WRITTEN REQUEST: Render the lines of the listing below as a numbered list, starting from its first line and ending with the line that holds "[87,351,104,375]", with both of those lines included and nothing else. Skip blank lines and leave the pictures out of your answer.

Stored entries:
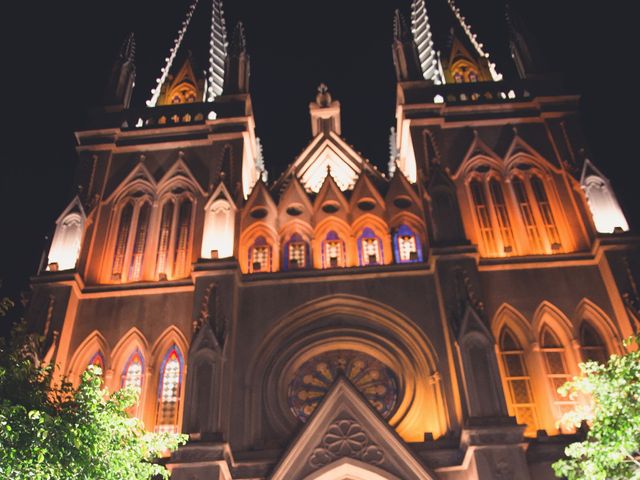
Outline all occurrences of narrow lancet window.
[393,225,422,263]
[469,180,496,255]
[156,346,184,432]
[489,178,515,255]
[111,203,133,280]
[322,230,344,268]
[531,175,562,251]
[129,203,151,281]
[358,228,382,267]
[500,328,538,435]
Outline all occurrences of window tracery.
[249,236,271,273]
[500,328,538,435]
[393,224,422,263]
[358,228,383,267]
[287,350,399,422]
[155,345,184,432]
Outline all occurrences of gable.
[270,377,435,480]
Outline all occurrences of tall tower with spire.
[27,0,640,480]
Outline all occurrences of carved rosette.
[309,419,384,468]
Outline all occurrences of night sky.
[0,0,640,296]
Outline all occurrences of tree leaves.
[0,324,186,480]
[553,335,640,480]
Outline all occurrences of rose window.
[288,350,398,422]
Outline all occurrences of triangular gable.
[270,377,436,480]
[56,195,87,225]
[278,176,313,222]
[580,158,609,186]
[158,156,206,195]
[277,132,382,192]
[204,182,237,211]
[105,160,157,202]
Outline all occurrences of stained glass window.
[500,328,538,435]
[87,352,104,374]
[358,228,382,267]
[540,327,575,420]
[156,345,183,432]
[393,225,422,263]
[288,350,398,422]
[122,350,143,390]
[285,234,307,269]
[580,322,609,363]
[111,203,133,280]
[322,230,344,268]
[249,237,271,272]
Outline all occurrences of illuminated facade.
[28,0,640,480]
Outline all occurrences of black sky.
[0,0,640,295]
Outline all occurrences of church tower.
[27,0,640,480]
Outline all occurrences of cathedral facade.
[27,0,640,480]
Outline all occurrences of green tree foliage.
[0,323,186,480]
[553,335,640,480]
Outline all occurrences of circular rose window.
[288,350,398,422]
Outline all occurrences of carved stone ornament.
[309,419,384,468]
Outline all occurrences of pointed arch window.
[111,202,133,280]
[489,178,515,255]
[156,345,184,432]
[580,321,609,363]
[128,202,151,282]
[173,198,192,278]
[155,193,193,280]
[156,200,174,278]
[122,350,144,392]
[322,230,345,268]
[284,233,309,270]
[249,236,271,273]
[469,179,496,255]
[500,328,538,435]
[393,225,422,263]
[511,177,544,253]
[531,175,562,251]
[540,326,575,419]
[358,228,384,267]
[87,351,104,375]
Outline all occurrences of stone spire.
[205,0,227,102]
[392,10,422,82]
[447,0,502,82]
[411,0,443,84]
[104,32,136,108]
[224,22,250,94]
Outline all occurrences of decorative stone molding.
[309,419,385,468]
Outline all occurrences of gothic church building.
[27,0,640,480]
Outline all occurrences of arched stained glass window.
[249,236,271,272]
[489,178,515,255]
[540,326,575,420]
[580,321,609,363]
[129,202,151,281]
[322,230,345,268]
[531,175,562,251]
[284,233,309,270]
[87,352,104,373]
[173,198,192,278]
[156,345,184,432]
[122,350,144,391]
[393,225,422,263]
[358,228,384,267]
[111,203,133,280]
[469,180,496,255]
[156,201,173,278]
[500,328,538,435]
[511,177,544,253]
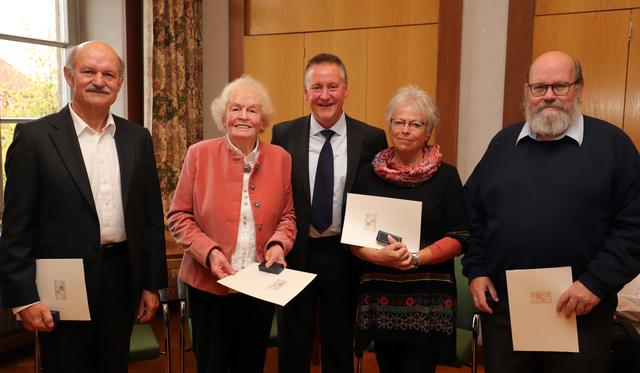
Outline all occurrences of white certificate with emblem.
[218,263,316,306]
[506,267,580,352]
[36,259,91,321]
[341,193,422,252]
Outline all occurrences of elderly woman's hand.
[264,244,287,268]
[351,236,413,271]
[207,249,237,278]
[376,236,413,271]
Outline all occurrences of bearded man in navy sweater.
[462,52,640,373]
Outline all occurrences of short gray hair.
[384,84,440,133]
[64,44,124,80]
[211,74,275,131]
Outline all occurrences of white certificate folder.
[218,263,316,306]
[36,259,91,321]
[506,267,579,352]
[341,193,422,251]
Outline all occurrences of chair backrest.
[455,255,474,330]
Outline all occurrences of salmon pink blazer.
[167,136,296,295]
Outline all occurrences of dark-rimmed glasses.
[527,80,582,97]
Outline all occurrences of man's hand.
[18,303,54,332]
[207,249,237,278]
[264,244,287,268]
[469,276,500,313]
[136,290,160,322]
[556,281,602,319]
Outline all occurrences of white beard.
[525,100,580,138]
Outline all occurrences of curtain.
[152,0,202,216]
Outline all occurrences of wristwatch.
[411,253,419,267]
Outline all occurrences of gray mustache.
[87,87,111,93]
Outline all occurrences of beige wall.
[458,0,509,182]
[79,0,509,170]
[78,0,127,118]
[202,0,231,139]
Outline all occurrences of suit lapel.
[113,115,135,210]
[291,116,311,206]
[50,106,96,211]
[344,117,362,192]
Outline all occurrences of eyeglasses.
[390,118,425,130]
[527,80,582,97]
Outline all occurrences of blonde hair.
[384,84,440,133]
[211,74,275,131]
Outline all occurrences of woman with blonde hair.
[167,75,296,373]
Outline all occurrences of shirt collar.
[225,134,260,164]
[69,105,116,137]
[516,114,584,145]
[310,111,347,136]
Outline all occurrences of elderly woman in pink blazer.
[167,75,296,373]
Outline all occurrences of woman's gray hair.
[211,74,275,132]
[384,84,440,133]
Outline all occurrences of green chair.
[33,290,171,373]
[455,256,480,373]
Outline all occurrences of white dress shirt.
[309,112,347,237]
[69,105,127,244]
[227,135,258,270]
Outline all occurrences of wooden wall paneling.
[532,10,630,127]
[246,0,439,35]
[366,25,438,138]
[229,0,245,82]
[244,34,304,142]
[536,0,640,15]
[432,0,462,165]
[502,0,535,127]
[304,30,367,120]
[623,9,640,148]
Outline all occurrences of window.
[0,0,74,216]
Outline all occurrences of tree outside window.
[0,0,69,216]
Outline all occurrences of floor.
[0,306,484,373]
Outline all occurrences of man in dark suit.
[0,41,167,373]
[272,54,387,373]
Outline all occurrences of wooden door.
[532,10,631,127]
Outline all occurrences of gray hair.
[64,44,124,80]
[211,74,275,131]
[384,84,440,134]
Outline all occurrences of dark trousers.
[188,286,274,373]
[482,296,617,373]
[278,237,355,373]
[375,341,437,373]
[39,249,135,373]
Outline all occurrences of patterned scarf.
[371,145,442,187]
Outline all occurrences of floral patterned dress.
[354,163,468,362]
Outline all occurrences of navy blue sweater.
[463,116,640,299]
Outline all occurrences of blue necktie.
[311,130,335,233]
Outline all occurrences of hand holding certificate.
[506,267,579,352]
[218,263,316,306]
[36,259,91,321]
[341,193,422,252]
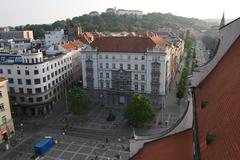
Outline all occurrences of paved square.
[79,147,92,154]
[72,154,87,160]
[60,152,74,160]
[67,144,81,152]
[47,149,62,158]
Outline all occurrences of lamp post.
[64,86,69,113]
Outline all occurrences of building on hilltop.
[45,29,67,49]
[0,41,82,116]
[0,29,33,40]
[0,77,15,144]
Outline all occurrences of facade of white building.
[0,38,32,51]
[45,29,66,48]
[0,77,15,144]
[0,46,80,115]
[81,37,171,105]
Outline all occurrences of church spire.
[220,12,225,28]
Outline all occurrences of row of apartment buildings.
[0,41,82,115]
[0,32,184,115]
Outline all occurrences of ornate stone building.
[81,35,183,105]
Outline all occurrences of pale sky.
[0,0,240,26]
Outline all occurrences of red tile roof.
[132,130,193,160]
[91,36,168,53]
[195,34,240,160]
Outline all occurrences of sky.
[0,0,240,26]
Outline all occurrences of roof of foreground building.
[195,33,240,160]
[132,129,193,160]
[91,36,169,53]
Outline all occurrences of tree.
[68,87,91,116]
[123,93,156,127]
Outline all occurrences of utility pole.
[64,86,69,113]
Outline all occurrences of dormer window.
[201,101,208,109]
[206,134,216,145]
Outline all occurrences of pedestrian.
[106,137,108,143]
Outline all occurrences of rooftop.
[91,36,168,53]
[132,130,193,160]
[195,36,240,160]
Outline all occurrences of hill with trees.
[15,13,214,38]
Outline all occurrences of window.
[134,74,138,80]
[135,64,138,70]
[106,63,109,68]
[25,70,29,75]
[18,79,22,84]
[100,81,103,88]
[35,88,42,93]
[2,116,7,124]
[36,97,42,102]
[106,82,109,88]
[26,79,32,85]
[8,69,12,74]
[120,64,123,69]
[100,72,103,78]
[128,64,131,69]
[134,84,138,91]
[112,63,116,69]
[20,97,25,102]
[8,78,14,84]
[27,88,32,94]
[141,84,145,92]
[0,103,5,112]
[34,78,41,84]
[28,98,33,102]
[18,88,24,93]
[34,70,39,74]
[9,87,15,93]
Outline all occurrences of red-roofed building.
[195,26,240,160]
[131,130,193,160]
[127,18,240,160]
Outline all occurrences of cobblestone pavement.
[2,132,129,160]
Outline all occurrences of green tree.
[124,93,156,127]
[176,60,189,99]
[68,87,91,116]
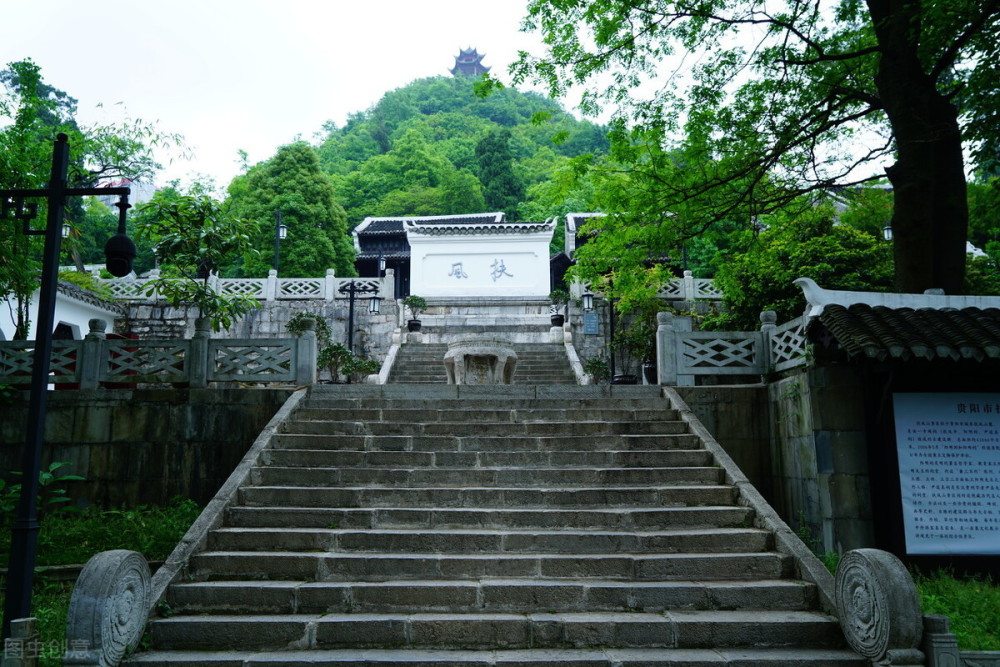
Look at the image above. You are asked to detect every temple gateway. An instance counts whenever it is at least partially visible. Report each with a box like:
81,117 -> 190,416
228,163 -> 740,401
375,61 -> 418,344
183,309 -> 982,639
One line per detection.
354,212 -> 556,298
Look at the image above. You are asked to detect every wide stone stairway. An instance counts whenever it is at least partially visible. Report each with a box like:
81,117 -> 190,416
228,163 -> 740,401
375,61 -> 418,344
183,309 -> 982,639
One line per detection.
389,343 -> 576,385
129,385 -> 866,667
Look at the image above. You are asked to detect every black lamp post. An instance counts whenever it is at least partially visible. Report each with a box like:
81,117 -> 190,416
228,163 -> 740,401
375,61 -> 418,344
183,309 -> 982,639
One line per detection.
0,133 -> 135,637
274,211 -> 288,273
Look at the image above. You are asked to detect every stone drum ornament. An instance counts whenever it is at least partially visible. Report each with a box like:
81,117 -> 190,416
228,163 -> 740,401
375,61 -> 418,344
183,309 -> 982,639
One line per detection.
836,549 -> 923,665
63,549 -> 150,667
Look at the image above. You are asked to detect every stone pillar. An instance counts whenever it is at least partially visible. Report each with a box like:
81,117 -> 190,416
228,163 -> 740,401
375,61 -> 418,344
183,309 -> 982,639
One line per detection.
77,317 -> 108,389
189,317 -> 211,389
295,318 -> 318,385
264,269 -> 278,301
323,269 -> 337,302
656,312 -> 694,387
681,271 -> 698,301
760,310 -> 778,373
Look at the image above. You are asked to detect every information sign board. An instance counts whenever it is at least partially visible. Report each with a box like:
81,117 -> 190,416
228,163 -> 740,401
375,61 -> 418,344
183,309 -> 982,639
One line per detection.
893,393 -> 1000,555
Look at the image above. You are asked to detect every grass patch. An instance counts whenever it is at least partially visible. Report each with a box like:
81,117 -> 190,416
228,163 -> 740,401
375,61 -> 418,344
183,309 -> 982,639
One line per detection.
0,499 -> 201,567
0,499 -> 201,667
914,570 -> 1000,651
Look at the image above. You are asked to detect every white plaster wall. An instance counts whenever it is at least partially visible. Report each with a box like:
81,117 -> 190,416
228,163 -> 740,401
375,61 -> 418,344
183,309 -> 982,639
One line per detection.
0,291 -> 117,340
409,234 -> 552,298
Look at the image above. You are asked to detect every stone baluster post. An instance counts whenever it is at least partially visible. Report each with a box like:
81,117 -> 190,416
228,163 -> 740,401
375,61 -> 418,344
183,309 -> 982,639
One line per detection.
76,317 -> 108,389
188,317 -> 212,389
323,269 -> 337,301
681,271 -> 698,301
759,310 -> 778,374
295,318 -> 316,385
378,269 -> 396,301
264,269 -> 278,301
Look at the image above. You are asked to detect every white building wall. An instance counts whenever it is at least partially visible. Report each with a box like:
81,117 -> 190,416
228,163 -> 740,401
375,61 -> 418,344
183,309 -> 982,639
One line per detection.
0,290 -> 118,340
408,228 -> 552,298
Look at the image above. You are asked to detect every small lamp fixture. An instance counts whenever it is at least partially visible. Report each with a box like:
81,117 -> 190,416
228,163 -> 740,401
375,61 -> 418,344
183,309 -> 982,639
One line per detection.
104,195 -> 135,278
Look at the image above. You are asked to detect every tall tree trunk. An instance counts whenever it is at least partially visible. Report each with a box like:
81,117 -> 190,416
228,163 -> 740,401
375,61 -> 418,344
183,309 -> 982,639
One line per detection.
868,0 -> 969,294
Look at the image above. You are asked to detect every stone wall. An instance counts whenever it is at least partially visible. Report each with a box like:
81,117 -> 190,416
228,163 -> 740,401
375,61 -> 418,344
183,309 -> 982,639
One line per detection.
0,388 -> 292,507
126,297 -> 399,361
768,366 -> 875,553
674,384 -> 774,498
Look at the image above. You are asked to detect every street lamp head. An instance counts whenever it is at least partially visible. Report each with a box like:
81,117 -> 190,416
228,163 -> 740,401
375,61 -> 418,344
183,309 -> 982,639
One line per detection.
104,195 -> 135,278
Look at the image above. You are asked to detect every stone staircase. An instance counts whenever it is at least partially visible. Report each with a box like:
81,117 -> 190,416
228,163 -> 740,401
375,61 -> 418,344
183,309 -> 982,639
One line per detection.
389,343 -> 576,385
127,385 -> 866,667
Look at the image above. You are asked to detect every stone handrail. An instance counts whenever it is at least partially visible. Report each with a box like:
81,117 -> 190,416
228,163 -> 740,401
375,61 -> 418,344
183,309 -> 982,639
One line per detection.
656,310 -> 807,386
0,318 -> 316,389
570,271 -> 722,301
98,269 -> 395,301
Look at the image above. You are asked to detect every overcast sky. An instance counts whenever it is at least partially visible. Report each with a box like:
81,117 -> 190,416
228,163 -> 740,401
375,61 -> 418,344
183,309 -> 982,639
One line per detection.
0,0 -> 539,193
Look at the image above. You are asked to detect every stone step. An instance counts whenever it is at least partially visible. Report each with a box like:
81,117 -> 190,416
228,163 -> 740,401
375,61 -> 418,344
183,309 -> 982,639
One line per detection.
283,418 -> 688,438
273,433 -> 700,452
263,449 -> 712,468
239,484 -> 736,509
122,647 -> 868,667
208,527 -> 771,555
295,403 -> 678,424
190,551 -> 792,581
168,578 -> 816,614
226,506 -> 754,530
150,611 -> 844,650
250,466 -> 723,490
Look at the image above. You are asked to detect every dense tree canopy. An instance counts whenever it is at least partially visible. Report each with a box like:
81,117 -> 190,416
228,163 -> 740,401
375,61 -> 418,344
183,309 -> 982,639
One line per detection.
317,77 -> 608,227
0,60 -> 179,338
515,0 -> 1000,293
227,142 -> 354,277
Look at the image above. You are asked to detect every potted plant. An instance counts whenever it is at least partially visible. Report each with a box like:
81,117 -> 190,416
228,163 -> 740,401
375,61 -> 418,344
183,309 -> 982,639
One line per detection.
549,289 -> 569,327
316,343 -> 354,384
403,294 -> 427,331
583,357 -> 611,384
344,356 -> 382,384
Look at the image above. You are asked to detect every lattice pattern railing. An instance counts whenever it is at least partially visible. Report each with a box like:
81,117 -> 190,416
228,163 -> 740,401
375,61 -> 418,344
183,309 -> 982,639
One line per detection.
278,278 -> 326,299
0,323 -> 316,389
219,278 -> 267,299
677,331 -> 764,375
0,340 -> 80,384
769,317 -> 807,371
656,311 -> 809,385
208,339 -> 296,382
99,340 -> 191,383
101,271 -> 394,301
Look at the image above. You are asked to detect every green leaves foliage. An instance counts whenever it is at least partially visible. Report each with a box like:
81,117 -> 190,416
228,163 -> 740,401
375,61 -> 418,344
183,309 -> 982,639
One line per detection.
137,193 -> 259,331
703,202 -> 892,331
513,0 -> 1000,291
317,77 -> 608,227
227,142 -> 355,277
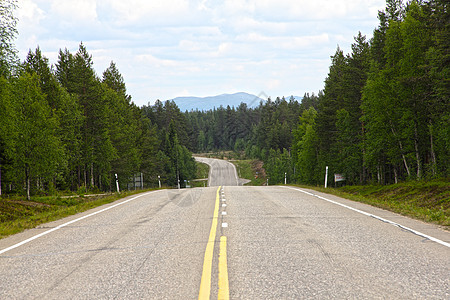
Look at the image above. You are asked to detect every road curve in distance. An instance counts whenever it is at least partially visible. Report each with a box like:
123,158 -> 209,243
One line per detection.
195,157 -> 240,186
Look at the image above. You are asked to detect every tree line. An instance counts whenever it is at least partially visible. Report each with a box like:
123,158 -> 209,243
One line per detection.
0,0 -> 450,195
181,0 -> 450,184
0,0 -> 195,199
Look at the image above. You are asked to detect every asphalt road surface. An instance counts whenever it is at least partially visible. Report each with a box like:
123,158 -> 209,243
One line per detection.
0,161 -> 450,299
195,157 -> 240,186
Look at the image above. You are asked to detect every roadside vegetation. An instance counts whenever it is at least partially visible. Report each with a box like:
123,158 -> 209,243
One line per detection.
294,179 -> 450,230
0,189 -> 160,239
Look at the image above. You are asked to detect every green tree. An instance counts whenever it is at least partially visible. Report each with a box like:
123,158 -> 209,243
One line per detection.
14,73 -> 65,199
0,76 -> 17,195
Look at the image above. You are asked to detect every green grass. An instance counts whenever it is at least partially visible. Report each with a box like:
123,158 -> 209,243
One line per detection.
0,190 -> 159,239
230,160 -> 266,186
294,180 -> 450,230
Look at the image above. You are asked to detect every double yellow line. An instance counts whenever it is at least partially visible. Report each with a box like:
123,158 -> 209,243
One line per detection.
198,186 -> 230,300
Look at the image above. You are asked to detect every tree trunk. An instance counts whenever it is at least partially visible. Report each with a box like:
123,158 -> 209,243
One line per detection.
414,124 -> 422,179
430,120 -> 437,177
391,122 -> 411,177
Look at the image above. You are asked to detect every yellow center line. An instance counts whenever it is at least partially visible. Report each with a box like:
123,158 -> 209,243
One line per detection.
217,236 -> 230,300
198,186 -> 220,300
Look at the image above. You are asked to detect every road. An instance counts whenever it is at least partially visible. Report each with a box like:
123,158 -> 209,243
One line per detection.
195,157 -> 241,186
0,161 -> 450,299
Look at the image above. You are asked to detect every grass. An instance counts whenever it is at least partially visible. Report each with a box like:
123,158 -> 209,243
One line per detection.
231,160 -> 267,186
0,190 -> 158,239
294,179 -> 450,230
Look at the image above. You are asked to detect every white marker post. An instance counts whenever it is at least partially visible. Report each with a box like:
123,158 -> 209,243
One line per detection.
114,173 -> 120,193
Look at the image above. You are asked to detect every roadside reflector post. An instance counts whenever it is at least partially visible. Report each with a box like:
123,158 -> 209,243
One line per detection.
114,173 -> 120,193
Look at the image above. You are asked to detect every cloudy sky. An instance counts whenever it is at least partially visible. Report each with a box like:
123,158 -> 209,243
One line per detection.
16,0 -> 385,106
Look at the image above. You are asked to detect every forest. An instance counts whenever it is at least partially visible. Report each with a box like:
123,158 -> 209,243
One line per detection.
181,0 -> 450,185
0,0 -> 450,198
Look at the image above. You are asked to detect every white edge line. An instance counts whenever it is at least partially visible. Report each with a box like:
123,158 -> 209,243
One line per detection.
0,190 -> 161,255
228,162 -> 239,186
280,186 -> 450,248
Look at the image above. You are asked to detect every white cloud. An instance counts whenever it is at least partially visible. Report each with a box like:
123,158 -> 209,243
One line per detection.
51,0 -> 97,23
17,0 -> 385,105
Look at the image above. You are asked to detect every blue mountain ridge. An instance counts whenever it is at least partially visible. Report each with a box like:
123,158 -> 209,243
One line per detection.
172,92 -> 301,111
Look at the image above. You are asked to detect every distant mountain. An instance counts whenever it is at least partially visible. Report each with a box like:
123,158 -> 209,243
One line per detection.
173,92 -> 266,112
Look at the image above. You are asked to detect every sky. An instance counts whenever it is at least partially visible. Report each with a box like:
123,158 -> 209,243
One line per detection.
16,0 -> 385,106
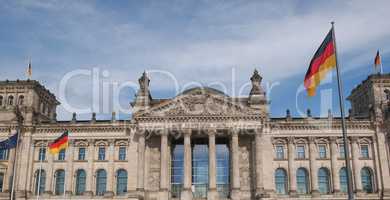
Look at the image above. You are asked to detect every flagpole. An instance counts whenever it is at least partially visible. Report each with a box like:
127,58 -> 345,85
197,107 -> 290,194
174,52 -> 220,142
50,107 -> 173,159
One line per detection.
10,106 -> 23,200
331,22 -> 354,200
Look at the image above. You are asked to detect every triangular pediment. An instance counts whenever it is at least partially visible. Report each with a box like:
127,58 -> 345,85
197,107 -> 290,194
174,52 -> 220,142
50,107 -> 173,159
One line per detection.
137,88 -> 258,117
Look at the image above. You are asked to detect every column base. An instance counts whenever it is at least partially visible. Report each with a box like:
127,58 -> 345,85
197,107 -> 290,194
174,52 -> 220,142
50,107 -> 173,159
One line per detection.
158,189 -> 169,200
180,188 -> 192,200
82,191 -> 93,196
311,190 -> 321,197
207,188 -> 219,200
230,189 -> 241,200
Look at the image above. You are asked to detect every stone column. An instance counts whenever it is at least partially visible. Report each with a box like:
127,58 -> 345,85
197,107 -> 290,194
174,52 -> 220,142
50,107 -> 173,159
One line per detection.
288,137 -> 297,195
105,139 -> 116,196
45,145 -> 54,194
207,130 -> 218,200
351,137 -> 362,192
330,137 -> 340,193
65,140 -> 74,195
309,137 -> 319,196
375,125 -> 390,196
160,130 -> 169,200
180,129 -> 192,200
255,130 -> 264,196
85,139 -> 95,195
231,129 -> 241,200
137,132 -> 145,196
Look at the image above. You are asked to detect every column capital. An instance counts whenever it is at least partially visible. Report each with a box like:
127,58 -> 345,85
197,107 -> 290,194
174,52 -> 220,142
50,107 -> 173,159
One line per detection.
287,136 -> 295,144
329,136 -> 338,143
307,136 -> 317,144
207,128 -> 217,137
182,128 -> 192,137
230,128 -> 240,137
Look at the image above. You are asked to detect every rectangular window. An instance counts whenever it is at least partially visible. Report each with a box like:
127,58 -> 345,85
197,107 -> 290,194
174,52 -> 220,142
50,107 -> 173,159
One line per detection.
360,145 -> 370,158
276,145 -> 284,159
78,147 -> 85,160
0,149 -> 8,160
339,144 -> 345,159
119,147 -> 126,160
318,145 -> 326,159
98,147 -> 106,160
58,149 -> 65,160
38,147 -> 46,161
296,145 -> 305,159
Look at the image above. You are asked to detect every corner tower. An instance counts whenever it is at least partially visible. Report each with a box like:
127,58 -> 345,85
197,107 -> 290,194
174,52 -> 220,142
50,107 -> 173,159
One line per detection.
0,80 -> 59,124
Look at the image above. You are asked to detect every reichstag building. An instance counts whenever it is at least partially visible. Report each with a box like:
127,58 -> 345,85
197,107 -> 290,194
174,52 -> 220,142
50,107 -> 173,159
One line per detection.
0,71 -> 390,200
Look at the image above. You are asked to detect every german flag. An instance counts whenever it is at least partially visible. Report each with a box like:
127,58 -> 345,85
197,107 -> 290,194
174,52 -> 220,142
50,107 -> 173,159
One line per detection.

EXERCISE OUTPUT:
1. Outline all occurrences of narrow lancet window.
2. [393,225,422,263]
3. [469,180,496,255]
4. [156,346,184,432]
5. [489,178,515,255]
6. [111,203,133,280]
7. [322,230,344,268]
8. [531,175,562,251]
9. [129,203,151,281]
10. [358,228,382,267]
11. [500,328,538,435]
12. Outline all occurrences of window tracery.
13. [249,236,271,273]
14. [500,328,538,435]
15. [393,224,422,263]
16. [358,228,383,267]
17. [287,350,399,422]
18. [155,345,184,432]
19. Outline all occurrences of gable.
20. [270,377,435,480]
21. Outline all occurrences of tall tower with spire.
22. [27,0,640,480]
23. Outline all occurrences of carved rosette.
24. [309,419,384,468]
25. Outline all occurrences of night sky.
26. [0,0,640,296]
27. Outline all occurrences of tree leaves.
28. [0,324,186,480]
29. [553,335,640,480]
30. Outline all occurrences of rose window.
31. [288,350,398,422]
32. Outline all occurrences of triangular gable.
33. [270,377,436,480]
34. [56,195,87,225]
35. [278,176,313,222]
36. [580,158,609,186]
37. [158,156,206,195]
38. [277,132,382,192]
39. [204,182,237,211]
40. [105,160,157,202]
41. Outline all occurrences of stained glass window.
42. [500,328,538,435]
43. [87,352,104,374]
44. [358,228,382,267]
45. [540,327,575,420]
46. [156,345,183,432]
47. [393,225,422,263]
48. [288,350,398,422]
49. [122,350,143,390]
50. [285,234,307,269]
51. [580,322,609,363]
52. [111,203,133,280]
53. [322,230,344,268]
54. [249,237,271,272]
55. Outline all occurrences of illuminated facade.
56. [28,0,640,480]
57. Outline all occurrences of black sky.
58. [0,0,640,295]
59. Outline all occurrences of church tower.
60. [27,0,640,480]
61. Outline all occurrences of cathedral facade.
62. [27,0,640,480]
63. Outline all occurrences of green tree foliage.
64. [0,323,186,480]
65. [553,335,640,480]
66. Outline all occurrences of circular rose window.
67. [288,350,398,422]
68. Outline all occurrences of carved stone ornament.
69. [309,419,384,468]
70. Outline all occurrences of pointed arch window.
71. [111,202,133,280]
72. [489,178,515,255]
73. [156,345,184,432]
74. [580,321,609,363]
75. [128,202,151,282]
76. [173,198,192,278]
77. [155,193,193,280]
78. [156,200,174,278]
79. [122,350,144,392]
80. [322,230,345,268]
81. [284,233,309,270]
82. [249,236,271,273]
83. [469,179,496,255]
84. [500,328,538,435]
85. [393,225,422,263]
86. [511,177,544,253]
87. [531,175,562,251]
88. [540,326,575,419]
89. [358,228,384,267]
90. [87,351,104,375]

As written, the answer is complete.